California law limits HOA authority over ADUs but does not eliminate it entirely. HOAs cannot prohibit ADUs that comply with state law, but they can impose reasonable design standards related to aesthetics (materials, colors, roof pitch consistency). Your HOA's CC&Rs and any amendments should be reviewed before you design. Some HOA boards have issued illegal restrictions -- if yours has, consult a real estate attorney because state law is clear that those restrictions are void.
Can I sell the ADU as a separate unit from the main house?
California AB 1033 (2024) created a pathway for this, but cities must opt in. Sacramento had not adopted the AB 1033 condominium ADU program as of early 2026. You cannot currently sell an ADU in Sacramento as a legally separate condominium unit. The ADU remains part of the primary parcel. Watch for Sacramento to opt in -- several cities have, and Sacramento is likely to follow.
Will my property taxes go up when I add an ADU?
Yes, but only on the new construction. California's Prop 13 protections mean your existing home's assessed value is not reassessed when you add an ADU. The Sacramento County Assessor will add the ADU's assessed value (typically based on construction cost) to your tax bill. On a $180,000 ADU construction cost, expect an additional $2,000-$2,500 per year in property taxes.
What is the minimum lot size to build a detached ADU in Sacramento?
State law prohibits cities from imposing minimum lot size requirements for ADUs on single-family residential parcels. Sacramento cannot require you to have a minimum lot size. However, the practical constraints of 4-foot setbacks, lot coverage limits, and building footprint requirements mean that very small lots (under 4,000 sq ft) may have limited or no room for a detached structure after setbacks are applied. A garage conversion or JADU is often more feasible on a small lot.

Material supplied

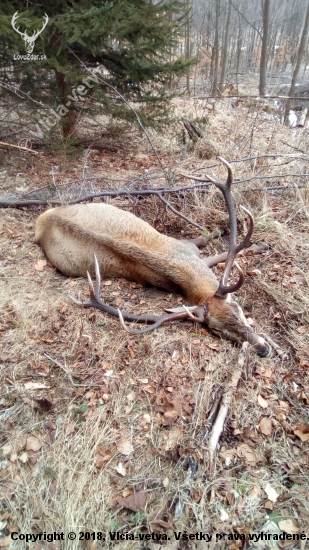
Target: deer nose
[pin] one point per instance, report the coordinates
(263, 351)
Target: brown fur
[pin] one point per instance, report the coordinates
(128, 247)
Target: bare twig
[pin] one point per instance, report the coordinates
(67, 372)
(225, 404)
(18, 147)
(168, 204)
(282, 354)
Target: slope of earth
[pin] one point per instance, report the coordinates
(98, 425)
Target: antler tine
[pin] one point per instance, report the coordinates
(97, 277)
(225, 188)
(155, 321)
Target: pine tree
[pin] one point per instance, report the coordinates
(133, 40)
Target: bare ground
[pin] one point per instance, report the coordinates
(97, 434)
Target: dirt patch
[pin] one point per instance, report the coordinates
(98, 425)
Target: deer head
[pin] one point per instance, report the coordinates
(219, 311)
(28, 40)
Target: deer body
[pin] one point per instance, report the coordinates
(125, 246)
(81, 239)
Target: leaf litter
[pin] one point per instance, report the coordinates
(137, 409)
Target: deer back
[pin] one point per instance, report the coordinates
(125, 246)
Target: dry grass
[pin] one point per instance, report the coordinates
(61, 486)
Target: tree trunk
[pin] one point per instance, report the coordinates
(263, 59)
(69, 120)
(216, 52)
(299, 58)
(225, 47)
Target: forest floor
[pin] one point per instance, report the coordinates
(97, 424)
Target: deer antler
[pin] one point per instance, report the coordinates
(225, 188)
(24, 34)
(36, 34)
(155, 320)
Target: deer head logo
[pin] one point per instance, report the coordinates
(29, 40)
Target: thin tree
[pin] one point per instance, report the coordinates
(299, 58)
(225, 46)
(263, 58)
(216, 52)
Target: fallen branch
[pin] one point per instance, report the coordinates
(181, 506)
(3, 143)
(225, 405)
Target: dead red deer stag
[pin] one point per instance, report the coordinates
(126, 246)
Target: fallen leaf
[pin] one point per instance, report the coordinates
(173, 438)
(35, 386)
(131, 396)
(171, 414)
(289, 526)
(303, 330)
(149, 389)
(23, 458)
(101, 456)
(121, 469)
(39, 266)
(265, 426)
(33, 443)
(248, 454)
(271, 492)
(136, 502)
(302, 431)
(224, 515)
(125, 447)
(262, 402)
(5, 541)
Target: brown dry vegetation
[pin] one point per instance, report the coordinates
(109, 415)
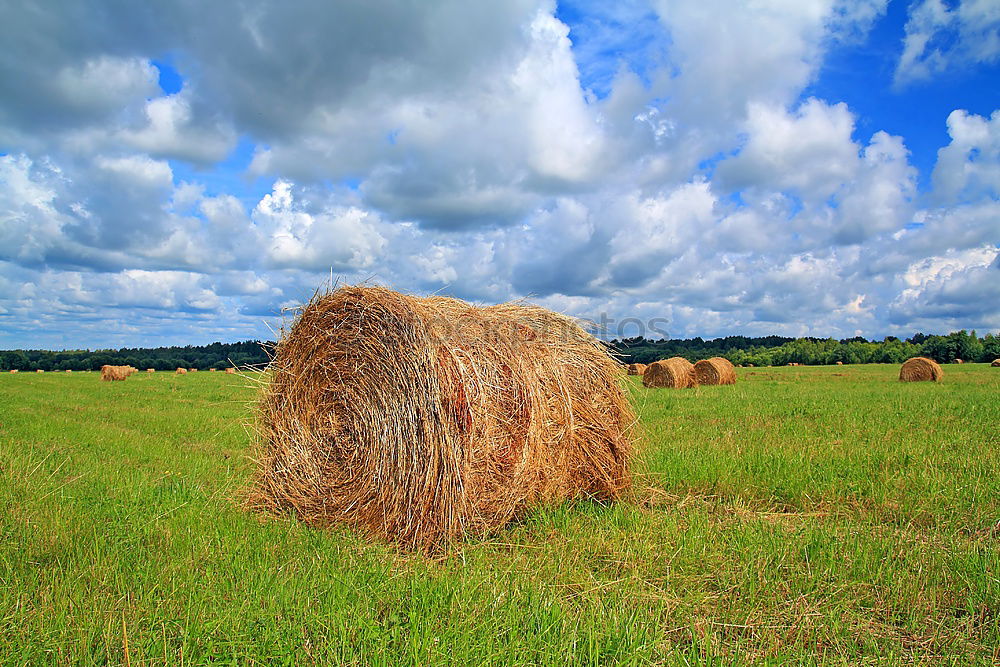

Problem requirements
Copy the passage of the ADU text that opens with the words containing "California law limits" and closes with "the main house?". The records have no connection to the text about ADU rules in California and Sacramento.

Complete answer
California law limits HOA authority over ADUs but does not eliminate it entirely. HOAs cannot prohibit ADUs that comply with state law, but they can impose reasonable design standards related to aesthetics (materials, colors, roof pitch consistency). Your HOA's CC&Rs and any amendments should be reviewed before you design. Some HOA boards have issued illegal restrictions -- if yours has, consult a real estate attorney because state law is clear that those restrictions are void.
Can I sell the ADU as a separate unit from the main house?